▶ INFORMATION SHOWN:

◇ ◇ ◇

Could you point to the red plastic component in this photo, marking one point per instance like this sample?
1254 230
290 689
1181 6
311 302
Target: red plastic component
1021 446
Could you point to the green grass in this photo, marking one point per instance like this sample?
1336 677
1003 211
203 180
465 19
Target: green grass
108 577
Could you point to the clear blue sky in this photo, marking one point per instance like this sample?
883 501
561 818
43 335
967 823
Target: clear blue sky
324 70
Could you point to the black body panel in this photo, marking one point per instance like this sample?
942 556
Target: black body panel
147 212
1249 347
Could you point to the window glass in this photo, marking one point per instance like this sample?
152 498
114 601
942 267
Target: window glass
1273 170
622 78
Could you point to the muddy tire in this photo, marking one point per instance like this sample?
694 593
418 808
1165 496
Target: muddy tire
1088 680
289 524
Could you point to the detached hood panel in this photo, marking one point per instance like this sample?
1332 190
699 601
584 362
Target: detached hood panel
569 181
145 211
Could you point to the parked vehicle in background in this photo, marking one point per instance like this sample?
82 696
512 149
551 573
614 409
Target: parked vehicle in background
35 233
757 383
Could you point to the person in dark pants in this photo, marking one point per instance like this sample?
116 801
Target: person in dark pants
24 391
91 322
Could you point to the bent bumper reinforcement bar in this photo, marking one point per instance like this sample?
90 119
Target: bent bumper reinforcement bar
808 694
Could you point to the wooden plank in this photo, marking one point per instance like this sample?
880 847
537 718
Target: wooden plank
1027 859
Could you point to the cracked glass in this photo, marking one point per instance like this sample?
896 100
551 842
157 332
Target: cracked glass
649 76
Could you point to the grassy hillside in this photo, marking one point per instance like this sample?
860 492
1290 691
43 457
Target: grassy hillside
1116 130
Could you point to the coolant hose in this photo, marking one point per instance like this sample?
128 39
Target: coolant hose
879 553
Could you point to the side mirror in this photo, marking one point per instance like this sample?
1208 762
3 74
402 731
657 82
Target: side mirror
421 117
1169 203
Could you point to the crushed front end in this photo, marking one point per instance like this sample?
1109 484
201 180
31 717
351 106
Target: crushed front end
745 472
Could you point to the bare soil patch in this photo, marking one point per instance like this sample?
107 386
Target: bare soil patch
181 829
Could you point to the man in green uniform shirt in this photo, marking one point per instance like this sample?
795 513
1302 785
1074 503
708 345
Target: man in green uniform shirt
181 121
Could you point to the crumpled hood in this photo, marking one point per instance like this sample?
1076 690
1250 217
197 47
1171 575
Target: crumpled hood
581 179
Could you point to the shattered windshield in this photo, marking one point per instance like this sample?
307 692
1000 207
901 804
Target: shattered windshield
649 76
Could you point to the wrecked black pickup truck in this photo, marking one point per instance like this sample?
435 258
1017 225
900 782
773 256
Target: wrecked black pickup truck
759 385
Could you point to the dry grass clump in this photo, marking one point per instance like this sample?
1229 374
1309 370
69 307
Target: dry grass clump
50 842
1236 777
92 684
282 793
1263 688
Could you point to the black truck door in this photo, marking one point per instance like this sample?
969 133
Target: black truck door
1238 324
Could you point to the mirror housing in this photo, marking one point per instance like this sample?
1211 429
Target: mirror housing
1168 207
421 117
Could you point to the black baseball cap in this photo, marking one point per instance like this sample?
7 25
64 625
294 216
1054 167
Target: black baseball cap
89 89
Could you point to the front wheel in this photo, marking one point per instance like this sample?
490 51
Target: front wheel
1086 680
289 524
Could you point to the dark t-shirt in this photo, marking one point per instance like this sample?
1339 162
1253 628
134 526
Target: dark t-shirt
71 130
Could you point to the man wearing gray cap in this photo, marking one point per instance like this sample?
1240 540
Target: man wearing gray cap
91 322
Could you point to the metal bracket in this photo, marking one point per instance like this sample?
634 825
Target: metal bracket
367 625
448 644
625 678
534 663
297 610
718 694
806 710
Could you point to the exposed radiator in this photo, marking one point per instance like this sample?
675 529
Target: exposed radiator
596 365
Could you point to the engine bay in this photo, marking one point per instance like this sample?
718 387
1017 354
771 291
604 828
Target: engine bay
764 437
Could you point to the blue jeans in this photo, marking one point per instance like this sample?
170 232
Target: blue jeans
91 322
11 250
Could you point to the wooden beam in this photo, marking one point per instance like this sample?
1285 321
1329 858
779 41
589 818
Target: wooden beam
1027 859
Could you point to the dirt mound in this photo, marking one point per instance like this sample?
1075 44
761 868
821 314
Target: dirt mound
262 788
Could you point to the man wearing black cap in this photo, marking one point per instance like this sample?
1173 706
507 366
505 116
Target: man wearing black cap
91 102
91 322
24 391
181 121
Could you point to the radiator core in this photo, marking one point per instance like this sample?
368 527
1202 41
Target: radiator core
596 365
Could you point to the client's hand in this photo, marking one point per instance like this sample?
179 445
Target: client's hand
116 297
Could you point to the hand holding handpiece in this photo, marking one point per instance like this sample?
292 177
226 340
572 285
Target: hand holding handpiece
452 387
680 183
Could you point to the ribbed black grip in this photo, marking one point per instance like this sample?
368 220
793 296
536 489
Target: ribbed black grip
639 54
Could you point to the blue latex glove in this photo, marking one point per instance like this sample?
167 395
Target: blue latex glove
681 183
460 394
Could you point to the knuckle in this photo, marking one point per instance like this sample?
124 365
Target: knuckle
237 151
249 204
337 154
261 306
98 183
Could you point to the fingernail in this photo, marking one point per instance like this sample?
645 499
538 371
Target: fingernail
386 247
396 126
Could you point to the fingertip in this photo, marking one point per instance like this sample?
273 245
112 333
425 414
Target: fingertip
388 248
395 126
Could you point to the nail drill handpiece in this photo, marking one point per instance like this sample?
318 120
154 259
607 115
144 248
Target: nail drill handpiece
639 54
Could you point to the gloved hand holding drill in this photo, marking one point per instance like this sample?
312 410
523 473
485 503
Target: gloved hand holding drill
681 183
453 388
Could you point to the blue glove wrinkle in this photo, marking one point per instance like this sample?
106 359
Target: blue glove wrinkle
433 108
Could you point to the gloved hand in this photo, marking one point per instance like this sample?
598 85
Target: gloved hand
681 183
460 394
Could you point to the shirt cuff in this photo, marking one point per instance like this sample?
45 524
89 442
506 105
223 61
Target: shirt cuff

◇ ◇ ◇

▶ TO DO: Return exactly the lines of the data, and only those, from the line with "Could you point to the fingernail" through the last line, inclusive.

▶ FULL ANSWER:
Could you point to the fingernail in this photo, marking one point per instance like this sample?
645 499
538 371
Target: fingernail
386 247
396 126
Could you point to the fingertip in this photo, marking one point per instance like this sample?
273 245
112 333
425 414
Target: fingertip
388 248
395 126
Could you point to the nail drill handpiece in this photo, marking one point per instance like this sample?
318 120
154 259
607 115
144 248
Target: nail drill handpiece
639 54
Could you point to the gloved hand holding drill in this photo, marking one point per instance like this sample?
312 410
523 473
485 503
Target: gloved hand holding drill
681 183
453 388
Could you point to the blue glove wrinkle in this photo, marking one point per instance like this sample?
106 359
Target: blue glove wrinkle
433 108
Could you point to the gloved hand in this photo, marking one point per instance like this sample?
598 85
Target: gloved hand
681 183
460 394
Could you point to the shirt cuff in this photo, marking one point per instance like this sample?
45 524
89 442
506 105
223 61
Target: shirt cuff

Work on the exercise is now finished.